B.C. Beer Blog

The who, what, where, when, why, and how of B.C. craft beer

Instead of Cheap Wine, Drink Great Beer

with 13 comments

Anthony Gismondi writes in Saturday’s Vancouver Sun that in these times, it pays to become a more savvy wine drinker. What he means by that is not so much being more knowledgeable about wine itself, but looking for the best-valued wines rather than resorting to buying cheap wine to save money. Of course, you may have to drink less to stay within your shrunken budget.

Fortunately, drinking great beer presents few such restrictions and takes far less effort. How much money will you have to spend trying to find a wine in that crapshoot $10-$20 price range before you find something better than so-so or worse? Will that wine be just as good next year? Find a single bottle of beer in that price range, and you can be confident that the majority will be good to excellent. Most BC craft beer, on the other hand, is less than $5.00 per 650ml bottle. So for every bottle of wine you drink, you can try at least three different kinds of beer, if not more.

Would switching over to drinking more beer represent much of a sacrifice for wine drinkers? If you are sticking strictly to BC products, there certainly aren’t as many craft beers as there are wines. The BC wine industry has more money and government support than our brewers. Consequently, there are more of them. However, as you will glean from my earlier postings, there is no loss when it comes to food pairing. In fact, I would argue that given the flavour palette available with beer, there is a gain. Beer shines where pairings for wine are “tricky:” chocolate, oysters, sharp cheeses, and spicy foods.

Another thing that you will discover when you apply a connoisseur’s approach (kindly refrain from holding your nose up in the air) to beer is its seasonality — certain beer styles are suited to certain seasons. Jurgen Gothe, wine writer for the Georgia Straight , however, doesn’t seem to recognize that. His ‘Drink of the Week’ for December 30 was Tiger lager from Singapore. (Personally, I’m not too keen on drinking a generic macro lager from the other side of the world, especially after shoveling snow off the sidewalk. If I went to a Singaporean restaurant here, it would probably be the best choice available only because the proprietor likely knows nothing about beer except to stock what will sell and make the most money. In Singapore, though, you would be cheating yourself out of having a great beer if you kept only to Tiger.)

Record list

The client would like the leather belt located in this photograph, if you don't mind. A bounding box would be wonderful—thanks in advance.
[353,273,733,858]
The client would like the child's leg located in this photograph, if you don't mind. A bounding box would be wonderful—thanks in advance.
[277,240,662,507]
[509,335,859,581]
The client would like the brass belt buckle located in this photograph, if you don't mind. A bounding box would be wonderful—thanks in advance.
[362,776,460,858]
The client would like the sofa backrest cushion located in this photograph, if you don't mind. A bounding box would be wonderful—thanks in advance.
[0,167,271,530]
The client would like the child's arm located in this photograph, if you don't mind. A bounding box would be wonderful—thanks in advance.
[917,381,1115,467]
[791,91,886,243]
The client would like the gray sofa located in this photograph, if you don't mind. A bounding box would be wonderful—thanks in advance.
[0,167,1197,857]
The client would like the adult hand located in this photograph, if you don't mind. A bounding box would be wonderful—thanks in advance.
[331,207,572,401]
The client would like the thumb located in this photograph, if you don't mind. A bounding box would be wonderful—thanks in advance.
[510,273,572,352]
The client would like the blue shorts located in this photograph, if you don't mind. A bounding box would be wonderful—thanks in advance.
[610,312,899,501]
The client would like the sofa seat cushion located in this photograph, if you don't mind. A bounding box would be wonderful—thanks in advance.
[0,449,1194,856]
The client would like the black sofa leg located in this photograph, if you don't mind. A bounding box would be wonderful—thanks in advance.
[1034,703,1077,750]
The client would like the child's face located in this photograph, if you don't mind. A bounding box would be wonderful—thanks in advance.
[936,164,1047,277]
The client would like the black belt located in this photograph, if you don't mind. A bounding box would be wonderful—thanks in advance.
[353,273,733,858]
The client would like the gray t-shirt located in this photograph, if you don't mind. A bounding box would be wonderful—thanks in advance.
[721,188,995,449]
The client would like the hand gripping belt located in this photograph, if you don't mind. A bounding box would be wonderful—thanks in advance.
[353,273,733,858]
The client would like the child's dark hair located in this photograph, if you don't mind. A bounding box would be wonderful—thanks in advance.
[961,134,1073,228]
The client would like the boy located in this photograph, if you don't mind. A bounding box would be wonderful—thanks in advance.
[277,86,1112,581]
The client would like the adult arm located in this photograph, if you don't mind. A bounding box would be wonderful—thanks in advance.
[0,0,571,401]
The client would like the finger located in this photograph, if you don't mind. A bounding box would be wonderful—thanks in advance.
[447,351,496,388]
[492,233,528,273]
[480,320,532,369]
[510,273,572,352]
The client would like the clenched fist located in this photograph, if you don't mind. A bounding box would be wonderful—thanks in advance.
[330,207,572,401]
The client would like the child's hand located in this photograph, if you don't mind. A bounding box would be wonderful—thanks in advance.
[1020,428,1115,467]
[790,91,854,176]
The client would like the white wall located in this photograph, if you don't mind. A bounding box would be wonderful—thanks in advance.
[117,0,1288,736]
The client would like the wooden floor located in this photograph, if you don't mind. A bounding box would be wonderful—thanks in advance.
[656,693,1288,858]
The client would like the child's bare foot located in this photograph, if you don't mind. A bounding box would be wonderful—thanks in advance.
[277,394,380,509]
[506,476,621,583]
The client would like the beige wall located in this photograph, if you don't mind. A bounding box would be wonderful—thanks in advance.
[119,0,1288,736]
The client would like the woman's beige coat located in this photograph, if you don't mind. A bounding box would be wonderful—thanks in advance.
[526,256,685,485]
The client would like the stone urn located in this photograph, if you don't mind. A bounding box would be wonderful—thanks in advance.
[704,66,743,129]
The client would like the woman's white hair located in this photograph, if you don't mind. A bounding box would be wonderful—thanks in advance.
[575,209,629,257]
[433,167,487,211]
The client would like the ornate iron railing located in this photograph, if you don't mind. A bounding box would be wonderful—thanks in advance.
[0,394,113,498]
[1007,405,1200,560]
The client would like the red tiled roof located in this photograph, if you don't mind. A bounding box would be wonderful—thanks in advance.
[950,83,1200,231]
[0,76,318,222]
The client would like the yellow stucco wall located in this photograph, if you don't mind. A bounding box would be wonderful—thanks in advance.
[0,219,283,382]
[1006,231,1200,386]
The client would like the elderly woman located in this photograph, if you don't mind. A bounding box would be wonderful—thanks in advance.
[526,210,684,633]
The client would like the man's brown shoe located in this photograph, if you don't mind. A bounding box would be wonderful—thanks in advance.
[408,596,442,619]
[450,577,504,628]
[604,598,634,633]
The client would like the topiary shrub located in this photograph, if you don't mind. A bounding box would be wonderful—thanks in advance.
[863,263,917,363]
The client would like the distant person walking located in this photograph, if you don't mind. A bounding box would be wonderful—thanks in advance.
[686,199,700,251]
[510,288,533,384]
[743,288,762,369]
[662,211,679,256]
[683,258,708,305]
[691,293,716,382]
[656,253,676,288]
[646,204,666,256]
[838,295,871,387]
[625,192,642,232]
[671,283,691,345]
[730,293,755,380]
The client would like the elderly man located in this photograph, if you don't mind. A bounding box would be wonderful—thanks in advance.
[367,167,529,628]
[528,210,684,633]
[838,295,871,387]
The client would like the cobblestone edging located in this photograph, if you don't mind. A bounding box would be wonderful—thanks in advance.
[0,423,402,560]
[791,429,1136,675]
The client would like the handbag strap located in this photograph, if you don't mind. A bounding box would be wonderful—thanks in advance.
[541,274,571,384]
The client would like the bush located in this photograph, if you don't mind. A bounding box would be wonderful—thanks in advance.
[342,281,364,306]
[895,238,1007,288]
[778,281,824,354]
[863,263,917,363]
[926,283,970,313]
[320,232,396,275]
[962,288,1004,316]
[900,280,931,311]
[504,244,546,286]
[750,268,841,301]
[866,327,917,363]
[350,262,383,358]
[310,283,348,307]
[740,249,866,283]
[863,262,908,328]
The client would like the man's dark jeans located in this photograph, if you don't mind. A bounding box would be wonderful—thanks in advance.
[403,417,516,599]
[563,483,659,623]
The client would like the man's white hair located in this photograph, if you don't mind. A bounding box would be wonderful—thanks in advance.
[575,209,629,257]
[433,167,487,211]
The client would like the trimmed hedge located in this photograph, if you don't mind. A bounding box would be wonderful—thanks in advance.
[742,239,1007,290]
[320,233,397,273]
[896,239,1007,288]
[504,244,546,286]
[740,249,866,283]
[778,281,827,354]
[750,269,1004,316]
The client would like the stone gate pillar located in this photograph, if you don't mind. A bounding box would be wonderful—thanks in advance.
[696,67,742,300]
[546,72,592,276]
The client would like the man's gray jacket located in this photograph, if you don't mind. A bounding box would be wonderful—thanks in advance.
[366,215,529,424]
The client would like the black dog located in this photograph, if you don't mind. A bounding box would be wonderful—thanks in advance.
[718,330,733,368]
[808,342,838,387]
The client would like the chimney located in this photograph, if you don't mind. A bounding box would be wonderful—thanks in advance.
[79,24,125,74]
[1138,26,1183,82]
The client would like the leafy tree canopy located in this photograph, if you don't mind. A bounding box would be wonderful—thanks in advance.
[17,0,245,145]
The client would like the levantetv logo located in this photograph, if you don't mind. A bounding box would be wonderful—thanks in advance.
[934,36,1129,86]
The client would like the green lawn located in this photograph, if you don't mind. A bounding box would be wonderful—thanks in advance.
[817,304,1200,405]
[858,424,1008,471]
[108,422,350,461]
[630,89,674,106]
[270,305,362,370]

Task objective
Answer these from the beer blog post:
(a) What does most BC craft beer cost per 650ml bottle?
(b) Which foods are named as "tricky" pairings for wine where beer shines?
(c) What was Jurgen Gothe's 'Drink of the Week' for December 30?
The records are separate material, apart from the beer blog post.

Solution for this problem
(a) Less than $5.00.
(b) Chocolate, oysters, sharp cheeses, and spicy foods.
(c) Tiger lager from Singapore.